=== Prompt ===
Rewrite every one of the records below as a two-column CSV with the headers instruction and points, giving one row per record. Put the record's text and its answer each in a single quoted field, with any line breaks replaced by spaces.

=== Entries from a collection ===
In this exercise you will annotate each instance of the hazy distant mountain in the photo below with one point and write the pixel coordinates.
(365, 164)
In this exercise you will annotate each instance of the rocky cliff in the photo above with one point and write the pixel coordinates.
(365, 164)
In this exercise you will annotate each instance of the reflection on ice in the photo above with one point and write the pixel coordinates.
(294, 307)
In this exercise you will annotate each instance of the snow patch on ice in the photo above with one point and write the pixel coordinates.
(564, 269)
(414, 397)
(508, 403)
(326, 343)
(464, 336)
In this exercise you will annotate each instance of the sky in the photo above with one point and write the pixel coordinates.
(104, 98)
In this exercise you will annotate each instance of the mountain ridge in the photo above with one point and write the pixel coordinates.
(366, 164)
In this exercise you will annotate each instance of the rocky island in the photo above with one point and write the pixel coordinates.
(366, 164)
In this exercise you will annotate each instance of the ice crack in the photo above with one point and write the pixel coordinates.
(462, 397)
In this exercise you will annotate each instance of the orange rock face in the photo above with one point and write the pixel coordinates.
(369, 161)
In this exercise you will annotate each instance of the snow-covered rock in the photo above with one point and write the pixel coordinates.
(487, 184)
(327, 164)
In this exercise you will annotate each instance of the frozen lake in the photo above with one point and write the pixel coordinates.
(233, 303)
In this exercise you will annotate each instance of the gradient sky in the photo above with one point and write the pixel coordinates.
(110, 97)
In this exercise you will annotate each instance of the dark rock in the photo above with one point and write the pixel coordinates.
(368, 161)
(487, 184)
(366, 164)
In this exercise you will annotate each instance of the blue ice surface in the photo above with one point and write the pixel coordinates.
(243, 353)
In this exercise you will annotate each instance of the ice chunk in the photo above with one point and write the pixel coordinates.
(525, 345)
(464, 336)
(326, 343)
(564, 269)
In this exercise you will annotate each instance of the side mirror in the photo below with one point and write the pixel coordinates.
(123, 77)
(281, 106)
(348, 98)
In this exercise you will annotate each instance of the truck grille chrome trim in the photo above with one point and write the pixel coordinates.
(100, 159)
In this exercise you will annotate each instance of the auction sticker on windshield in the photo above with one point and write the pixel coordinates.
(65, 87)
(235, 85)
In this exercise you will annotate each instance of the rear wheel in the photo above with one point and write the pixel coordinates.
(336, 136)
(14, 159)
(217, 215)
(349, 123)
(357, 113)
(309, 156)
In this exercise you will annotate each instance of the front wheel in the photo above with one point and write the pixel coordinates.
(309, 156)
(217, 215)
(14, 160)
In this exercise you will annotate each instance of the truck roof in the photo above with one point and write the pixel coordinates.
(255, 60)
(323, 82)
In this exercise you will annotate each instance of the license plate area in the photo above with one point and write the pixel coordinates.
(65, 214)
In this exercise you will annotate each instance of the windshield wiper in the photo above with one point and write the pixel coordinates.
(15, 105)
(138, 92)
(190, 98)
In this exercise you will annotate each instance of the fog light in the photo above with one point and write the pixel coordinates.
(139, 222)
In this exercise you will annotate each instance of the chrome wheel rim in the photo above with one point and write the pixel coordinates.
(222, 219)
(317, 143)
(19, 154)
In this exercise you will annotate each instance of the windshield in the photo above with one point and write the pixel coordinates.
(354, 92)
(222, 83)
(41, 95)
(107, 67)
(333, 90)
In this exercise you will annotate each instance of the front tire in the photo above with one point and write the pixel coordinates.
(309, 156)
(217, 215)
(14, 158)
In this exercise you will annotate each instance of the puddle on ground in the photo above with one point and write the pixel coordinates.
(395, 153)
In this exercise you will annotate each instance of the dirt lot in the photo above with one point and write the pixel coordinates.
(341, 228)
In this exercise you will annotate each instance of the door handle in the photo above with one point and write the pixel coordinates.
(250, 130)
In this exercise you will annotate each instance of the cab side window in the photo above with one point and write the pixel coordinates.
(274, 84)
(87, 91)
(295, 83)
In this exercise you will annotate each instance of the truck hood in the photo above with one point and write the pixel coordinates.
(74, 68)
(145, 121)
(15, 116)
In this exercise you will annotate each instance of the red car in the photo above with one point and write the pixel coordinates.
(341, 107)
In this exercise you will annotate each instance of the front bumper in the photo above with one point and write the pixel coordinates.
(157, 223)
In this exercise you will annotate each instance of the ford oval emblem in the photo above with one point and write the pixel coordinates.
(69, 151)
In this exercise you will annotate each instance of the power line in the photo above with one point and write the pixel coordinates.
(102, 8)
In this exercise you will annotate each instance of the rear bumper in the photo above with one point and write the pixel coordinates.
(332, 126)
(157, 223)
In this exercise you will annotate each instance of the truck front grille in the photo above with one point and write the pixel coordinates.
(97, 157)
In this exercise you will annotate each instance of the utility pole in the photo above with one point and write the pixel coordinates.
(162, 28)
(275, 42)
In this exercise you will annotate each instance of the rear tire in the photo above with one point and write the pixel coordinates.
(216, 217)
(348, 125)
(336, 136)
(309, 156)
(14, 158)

=== Solution ===
instruction,points
"In this exercise you will annotate each instance of the hazy distant mountain in the photo below with one point and write the pixel coordinates.","(365, 164)"
"In this exercise you will annotate each instance of the rocky cliff in the photo above with one point and write the pixel coordinates.","(365, 164)"
"In this exercise you will annotate each instance of the reflection on ice in the photo above with one point and write the pixel coordinates.","(294, 307)"
"In this exercise you will annotate each instance of the snow patch on ice in the photo above with one point and write the pixel coordinates.","(564, 269) (414, 397) (508, 403) (326, 343) (464, 336)"
"In this exercise you will annotate each instance of the sky in the photo above with one point and write the pixel coordinates.","(104, 98)"
"In this exercise you will annotate each instance of the mountain ridge in the photo above with one point and write the pixel coordinates.","(366, 164)"
"In this exercise you will annotate each instance of the rocky island in the photo above with one point and write the pixel coordinates.","(366, 164)"
"In this exercise you will annotate each instance of the ice crack in the photo above with one point and write the pixel coordinates.","(462, 397)"
"In this exercise you will annotate each instance of the orange rock face in the photo above with one point and write the pixel coordinates.","(369, 161)"
"In this exercise you will annotate each instance of the snow-covered rock in the photo above with one point and write the pixel coordinates.","(487, 184) (327, 164)"
"In this exercise you will annotate each instance of the frozen lake in the photo above with one point and write the pixel coordinates.","(233, 303)"
"In this exercise you will annotate each instance of the gradient sky in the photo above with one point and write the pixel coordinates.","(110, 97)"
"In this exercise you will annotate each instance of the dark rock in the photo above with one point and write the pixel coordinates.","(368, 161) (487, 184) (366, 164)"
"In this exercise you will annotate each instance of the blue ice surface in the photo above with one point and write the pixel coordinates.","(243, 353)"
"In this exercise you will annotate each instance of the ice chunk in the photo above with one point and write the pixel coordinates.","(525, 345) (464, 336) (326, 343) (564, 269)"
"In this exercise you will annotate each instance of the side mirror in the photo below with one point and write the pixel coordinates.","(123, 77) (281, 106) (348, 98)"
"In this exercise you will annotate each instance of the truck grille chrome trim in the photo above with one point and write the pixel coordinates.","(100, 159)"
"In this exercise you will annotate each instance of the auction sticker on windshield in the photo above with one point and write the pixel coordinates.","(65, 87) (235, 85)"
"In this exercise you will annotate each instance of the rear wheel in the photo above with one point and write the pixel coordinates.","(336, 136) (14, 159) (217, 215) (349, 123) (357, 113) (309, 156)"
"In this exercise you will annotate each instance of the front wheel in the photo above with one point and write the pixel coordinates.","(309, 156) (217, 215) (14, 160)"
"In this exercise you will annotate each instance of the truck roof in the photo above with one point and write the pixel coordinates.","(255, 60) (323, 82)"
"In this exercise you will annotate each instance of the license plate area in the photo above with one point and write the pixel coordinates.","(65, 214)"
"In this exercise you will annotate each instance of the windshield wiper in the photo above with one point and write the pixel coordinates.","(15, 105) (138, 92) (190, 98)"
"In this exercise you will annotate each instance of the fog light in the photo above with one point and write the pixel coordinates.","(139, 222)"
"In this exercise you will annotate each instance of the chrome wheel rim in the photo above with one point and write the pixel coordinates.","(222, 219) (317, 143) (19, 154)"
"In this exercise you will annotate each instance of the windshield in the photo above with one point and write the pixel coordinates.","(354, 92) (222, 83) (41, 95) (107, 67) (333, 90)"
"In this exercise you will annotate each instance of the front tire in the photo above with one point and write the pixel coordinates.","(309, 156) (217, 215) (14, 158)"
"In this exercise you will annotate each instance of the puddle on ground in the photo above with one point and write the pixel coordinates.","(395, 153)"
"In this exercise you will annotate each instance of the dirt lot in the photo above with one point and write the pixel coordinates.","(341, 228)"
"In this exercise you will annotate each instance of the door handle in the photo above with one point and write the pixel coordinates.","(250, 130)"
"In this exercise you will annotate each instance of the cab side window in the photo above with one point and write the pixel coordinates.","(274, 84) (87, 91) (295, 83)"
"In this exercise you will annotate each instance of the truck hood in the photo above with one point and write the pixel coordinates.","(74, 68) (145, 121) (15, 116)"
"In this exercise you will annotate each instance of the red car in the photo above with one point and write the pixel coordinates.","(341, 107)"
"In this exercise you will annotate each instance of the front bumper in the photo above with one point and write the pixel coordinates.","(157, 223)"
"In this exercise you will annotate each instance of the ford oval emblem in the photo above with one point and write the pixel coordinates.","(69, 151)"
"In this exercise you will annotate each instance of the power line in the photo above with one point and write the pixel coordinates.","(102, 8)"
"In this exercise you will annotate each instance of the rear bumper in the photo above with one point and write the pixel coordinates.","(332, 126) (157, 223)"
"In this exercise you will annotate each instance of the truck front grille in the photo above with one point and write the pixel coordinates.","(97, 157)"
"In this exercise you will annotate each instance of the utility pole in the photo above with one point and write the pixel coordinates.","(162, 28) (275, 42)"
"In this exercise you will annotate each instance of the rear tire in the photo above with one point and write the pixel coordinates.","(216, 217) (348, 125) (336, 136) (309, 156) (14, 158)"